● **Excerpted passage**
^^^^^^^^

Tim Ferriss — What I Learned From Tim Ferriss’s ‘Tools of Titans’
I was very late and I was very upset at myself. I had flown three thousand miles. I moved into an Airbnb right next to where Tim was staying.
I had written thousands of notes on ripped pieces of paper and stuck them all throughout the book. I had notes written up and around all the margins.
I listened to dozens of his podcasts. And I’ve known him for years. All morning I had jotted down possible questions.
And I was late to meet Tim for our podcast. Because the west coast is three hours a way in time travel from the east coast. That’s how stupid I am.
I rushed over and he was waiting. Tim follows his own advice. He was relaxed. No problems. I apologized, we spoke for awhile, and then started the podcast.
Three hours later…not even close to done but we stopped.
I want to be a better person in life.
I want to be healthier. I want to be more creative. I want to find what is hidden inside of me, dig around, unleash it. I want to find the strength to do that.
It’s not an easy to thing to do. To scrape the dirt and dust that collects inside of ourselves. To explore. To wander. To create.
Tim’s book, “Tools of the Titans” is a guidebook for doing the above. And I had a lot of questions.
A few months after I started my podcast in 2014, Tim wrote me and said, “Can I call you and ask you some questions about podcasting”.
I said sure and he called and we talked for quite awhile. He called many podcasters during this period.
Then he started his own podcast. He DOMINATED. All of his guests were amazing.
He told me he was getting so much great advice from his guests it was overwhelming. The aftermath of a hailstorm where everything is just glowing and even the air you breathe seems cleansed.
But that lasts only a short time until the atmosphere is filled with the everyday pollution of life.
So he took a month off, re-listened to all his podcasts, and just for his own use he wrote down the advice he was hearing.
“But it was too much,” he told me. “I kept writing. It was clearly a book.”
It’s not like any other book he’s written. He steps out of the way in many cases, and let’s these super-achievers do the talking.
He curates their thoughts. They had found the hidden gems inside themselves, and long ago brought them up to share with the world to achieve their successes, and now they documented them with Tim.
That’s why I flew 3000 miles. I wanted the gems. I wanted answers.
I’ve had so many ups and downs I try to quantify what works on the way up. What goes wrong on the way down.
I try to quantify: what are the steps for reinvention?
I wonder: what makes someone break out of mediocrity?
About seven months ago I threw out all of my belongings. I gave away or donated to the library about 3000 books. All of my books now are on my kindle.
None of the answers were in my things.
But now I have one physical book. Tim’s. And I plan to keep it.
Here are ten things (among many) I learned from the book and from our podcast:
A) “All I have to do is show up”
I’m impressed how Tim did his work before starting a podcast.
Starting something new is not about taking risks. Jumping into the unknown, getting out of the comfort zone, doing something scary. It’s not about bravery.

^^^^^^^^

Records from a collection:
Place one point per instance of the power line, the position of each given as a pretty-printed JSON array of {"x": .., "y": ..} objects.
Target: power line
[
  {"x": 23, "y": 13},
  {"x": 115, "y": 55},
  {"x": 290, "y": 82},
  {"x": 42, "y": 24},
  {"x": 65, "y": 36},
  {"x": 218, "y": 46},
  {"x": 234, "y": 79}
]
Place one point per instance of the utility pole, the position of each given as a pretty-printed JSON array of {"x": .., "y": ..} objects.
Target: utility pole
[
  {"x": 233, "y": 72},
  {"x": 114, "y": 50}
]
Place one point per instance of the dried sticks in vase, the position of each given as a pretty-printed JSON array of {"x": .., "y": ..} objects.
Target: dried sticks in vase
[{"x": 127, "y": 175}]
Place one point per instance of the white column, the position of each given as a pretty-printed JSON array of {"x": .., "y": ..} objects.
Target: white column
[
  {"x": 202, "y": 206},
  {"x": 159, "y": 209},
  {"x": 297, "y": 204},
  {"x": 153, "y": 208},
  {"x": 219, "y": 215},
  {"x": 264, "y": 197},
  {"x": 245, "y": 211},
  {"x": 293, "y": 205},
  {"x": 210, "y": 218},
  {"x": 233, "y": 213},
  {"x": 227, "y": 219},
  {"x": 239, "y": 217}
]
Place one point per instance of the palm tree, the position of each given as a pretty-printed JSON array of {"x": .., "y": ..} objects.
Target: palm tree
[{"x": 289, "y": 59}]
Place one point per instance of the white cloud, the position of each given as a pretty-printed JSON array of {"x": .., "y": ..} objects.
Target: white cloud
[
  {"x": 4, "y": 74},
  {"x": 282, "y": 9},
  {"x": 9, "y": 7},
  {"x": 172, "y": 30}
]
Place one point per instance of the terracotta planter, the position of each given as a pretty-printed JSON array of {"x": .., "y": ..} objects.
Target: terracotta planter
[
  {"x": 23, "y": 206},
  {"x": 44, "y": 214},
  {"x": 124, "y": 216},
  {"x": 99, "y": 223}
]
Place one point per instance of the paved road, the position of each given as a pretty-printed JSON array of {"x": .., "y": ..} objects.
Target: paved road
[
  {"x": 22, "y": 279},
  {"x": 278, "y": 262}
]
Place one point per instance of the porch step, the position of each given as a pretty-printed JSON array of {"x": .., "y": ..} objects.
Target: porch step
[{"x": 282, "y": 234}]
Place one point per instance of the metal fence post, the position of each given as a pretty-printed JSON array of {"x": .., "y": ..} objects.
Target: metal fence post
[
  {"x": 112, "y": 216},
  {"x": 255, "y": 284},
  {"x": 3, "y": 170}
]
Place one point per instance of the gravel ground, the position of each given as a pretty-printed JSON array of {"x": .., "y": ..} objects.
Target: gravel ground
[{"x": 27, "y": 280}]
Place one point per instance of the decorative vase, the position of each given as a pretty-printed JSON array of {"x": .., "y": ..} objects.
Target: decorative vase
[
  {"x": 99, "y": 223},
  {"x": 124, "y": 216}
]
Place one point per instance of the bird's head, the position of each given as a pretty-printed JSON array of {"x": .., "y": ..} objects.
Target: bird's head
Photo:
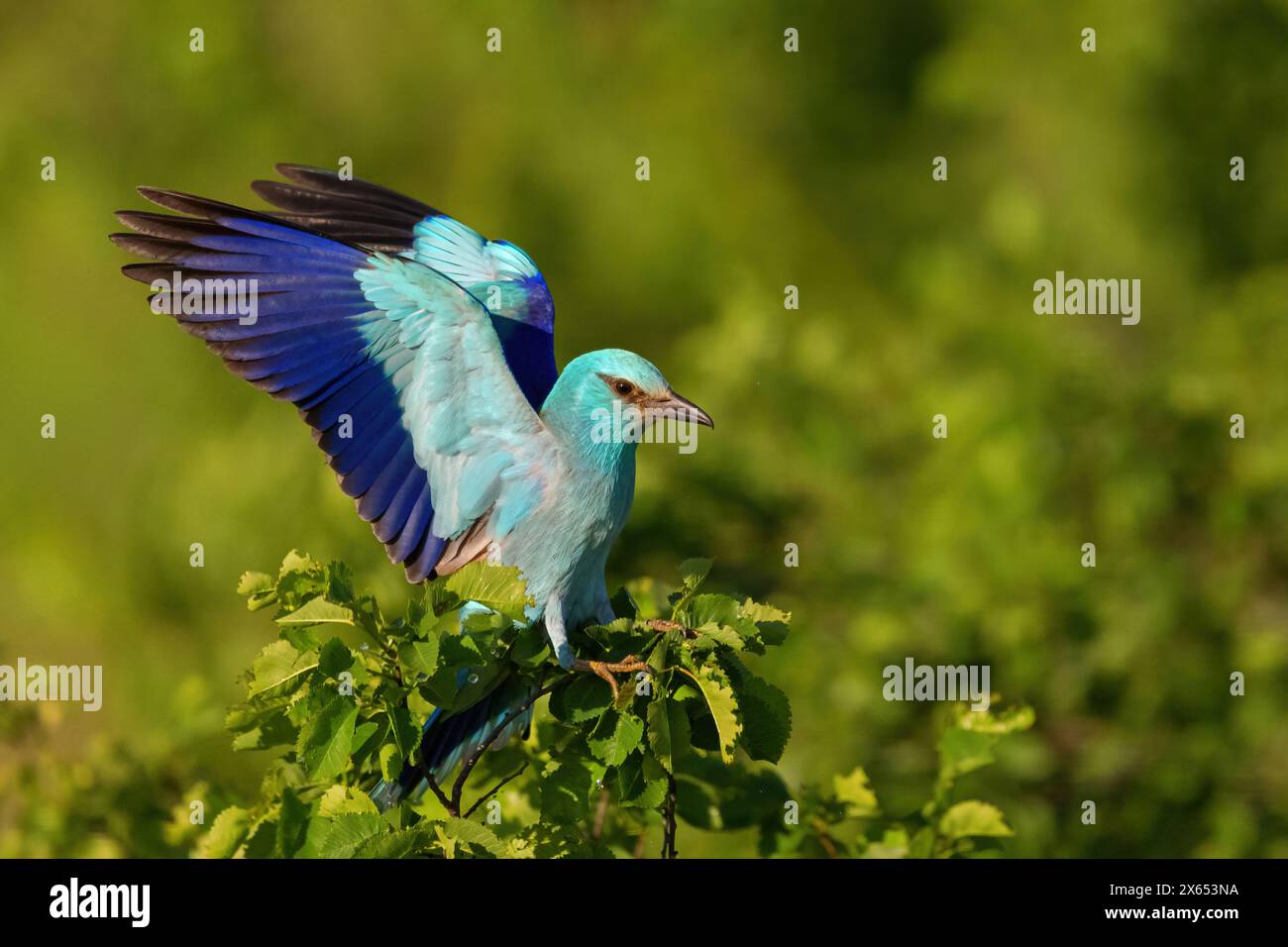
[{"x": 616, "y": 394}]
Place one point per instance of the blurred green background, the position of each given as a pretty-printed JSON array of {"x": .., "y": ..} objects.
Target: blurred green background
[{"x": 768, "y": 169}]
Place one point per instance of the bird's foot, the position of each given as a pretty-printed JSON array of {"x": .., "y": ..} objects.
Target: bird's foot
[
  {"x": 665, "y": 625},
  {"x": 606, "y": 669}
]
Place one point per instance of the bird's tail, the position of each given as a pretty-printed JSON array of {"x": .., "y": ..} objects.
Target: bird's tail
[{"x": 449, "y": 738}]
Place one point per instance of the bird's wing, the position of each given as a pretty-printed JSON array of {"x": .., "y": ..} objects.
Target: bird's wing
[
  {"x": 497, "y": 273},
  {"x": 394, "y": 367}
]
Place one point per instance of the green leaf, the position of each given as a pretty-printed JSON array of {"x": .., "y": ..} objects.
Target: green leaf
[
  {"x": 638, "y": 789},
  {"x": 326, "y": 740},
  {"x": 722, "y": 705},
  {"x": 227, "y": 834},
  {"x": 394, "y": 844},
  {"x": 335, "y": 657},
  {"x": 348, "y": 832},
  {"x": 292, "y": 822},
  {"x": 340, "y": 800},
  {"x": 498, "y": 587},
  {"x": 256, "y": 582},
  {"x": 767, "y": 714},
  {"x": 420, "y": 657},
  {"x": 668, "y": 731},
  {"x": 964, "y": 751},
  {"x": 406, "y": 731},
  {"x": 855, "y": 795},
  {"x": 259, "y": 589},
  {"x": 614, "y": 736},
  {"x": 317, "y": 611},
  {"x": 973, "y": 818},
  {"x": 585, "y": 698},
  {"x": 566, "y": 787},
  {"x": 279, "y": 669},
  {"x": 695, "y": 573}
]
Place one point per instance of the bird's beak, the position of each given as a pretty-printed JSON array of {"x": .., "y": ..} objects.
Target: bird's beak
[{"x": 682, "y": 408}]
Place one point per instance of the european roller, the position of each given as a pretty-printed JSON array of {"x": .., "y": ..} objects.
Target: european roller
[{"x": 421, "y": 355}]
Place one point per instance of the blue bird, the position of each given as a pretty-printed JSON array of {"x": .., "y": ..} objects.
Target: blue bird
[{"x": 421, "y": 355}]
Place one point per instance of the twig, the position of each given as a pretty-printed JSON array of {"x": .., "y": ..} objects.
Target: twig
[
  {"x": 669, "y": 819},
  {"x": 493, "y": 789},
  {"x": 434, "y": 788}
]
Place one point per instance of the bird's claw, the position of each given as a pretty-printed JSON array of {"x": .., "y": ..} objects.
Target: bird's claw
[{"x": 606, "y": 669}]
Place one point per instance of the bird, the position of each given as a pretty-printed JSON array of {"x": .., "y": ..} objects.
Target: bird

^^^^^^^^

● **Exercise A**
Answer these questions about the post on "Tools of Titans," giving each answer on its own line with the same marker:
(i) In what year did the writer start a podcast?
(ii) How long did Tim take off to re-listen to his podcasts?
(iii) About how many books did the writer give away or donate to the library?
● **Exercise B**
Pick out and copy every line of the records that contains the word "vase".

● **Written solution A**
(i) 2014
(ii) A month
(iii) About 3000

● **Written solution B**
Place one point per instance of the dried sticks in vase, the position of each given as a pretty-printed JSON array of {"x": .., "y": ..} objects.
Target: dried sticks in vase
Place one point per instance of the decorative vase, the position of each given as a pretty-printed JSON array of {"x": .., "y": ..} objects.
Target: decorative vase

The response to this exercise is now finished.